Dáil debates
Wednesday, 24 September 2025
Use of Vapes and Nicotine Products by Young People and Adolescents: Statements
8:40 am
Cathal Crowe (Clare, Fianna Fail)
This is a very important debate. Like other speakers, it needs to be acknowledged on the record of the Dáil that it was Fianna Fáil in government that brought in the world's first ever national ban on smoking in the workplace. It was ahead of its time and many other countries have followed suit since. This debate is very timely. I wrote to the Department of Health recently. Like many Deputies, I get emails about many issues. I received an email from a man in County Clare two weeks ago. His wife has profound asthma. He cited an evening where they were in a restaurant. The meal was ruined anyway because of a cloud of horrible fruity vapour being blown their way all the time but she had an asthmatic episode afterwards and ended up in hospital, which she attributed to the fact that vaping had happened alongside them. There is no structure of rules regarding this. I know there are certain guidelines and a policy direction being taken by the Department but if one goes into restaurants, bars and other places, one will see that it is hit and miss. It requires national regulation. Some bars do not allow it while others do. Some barmen take an easier approach and some are a bit lax. The Joe Duffy show - I think we have to call it "Liveline" these days to give it its official name - featured a singer a week or two ago whose name I did not get. I do not think he is particularly famous but he is someone who has done the pub circuit in Dublin over many years singing ballads and sitting on a stool in the corner keeping people entertained. He said that in the worst of days when there were clouds of smoke billowing across the bar and the lounge, he would go home with his jacket smelling and he might have had to hang out it out to refresh it but he certainly never found himself overwhelmed by smoke. He said that when he sings in a bar where someone is vaping, he goes home feeling rotten. He knows from his vocal chords that he has been subjected to it all evening. I very much think that this needs to be dealt with.

--- Data for analysis ---
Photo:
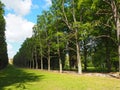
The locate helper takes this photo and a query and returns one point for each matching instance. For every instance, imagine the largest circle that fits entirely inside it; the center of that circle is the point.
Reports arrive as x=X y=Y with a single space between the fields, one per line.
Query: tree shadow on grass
x=12 y=75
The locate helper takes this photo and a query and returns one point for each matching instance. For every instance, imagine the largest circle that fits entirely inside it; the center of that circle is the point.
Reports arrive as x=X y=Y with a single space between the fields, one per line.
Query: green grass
x=13 y=78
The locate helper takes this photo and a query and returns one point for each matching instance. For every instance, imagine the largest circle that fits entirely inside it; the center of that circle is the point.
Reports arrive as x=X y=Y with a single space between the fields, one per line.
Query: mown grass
x=13 y=78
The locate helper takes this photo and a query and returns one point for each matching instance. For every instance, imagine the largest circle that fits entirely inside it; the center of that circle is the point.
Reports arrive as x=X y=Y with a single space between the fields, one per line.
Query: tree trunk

--- Action item A ---
In the Dáil debate, what did Fianna Fáil in government bring in?
--- Action item B ---
Please write out the passage of the Dáil debate that starts at the words "Dáil debates" and ends after the words "(Clare, Fianna Fail)".

--- Exercise solution A ---
The world's first ever national ban on smoking in the workplace.

--- Exercise solution B ---
Dáil debates
Wednesday, 24 September 2025
Use of Vapes and Nicotine Products by Young People and Adolescents: Statements
8:40 am
Cathal Crowe (Clare, Fianna Fail)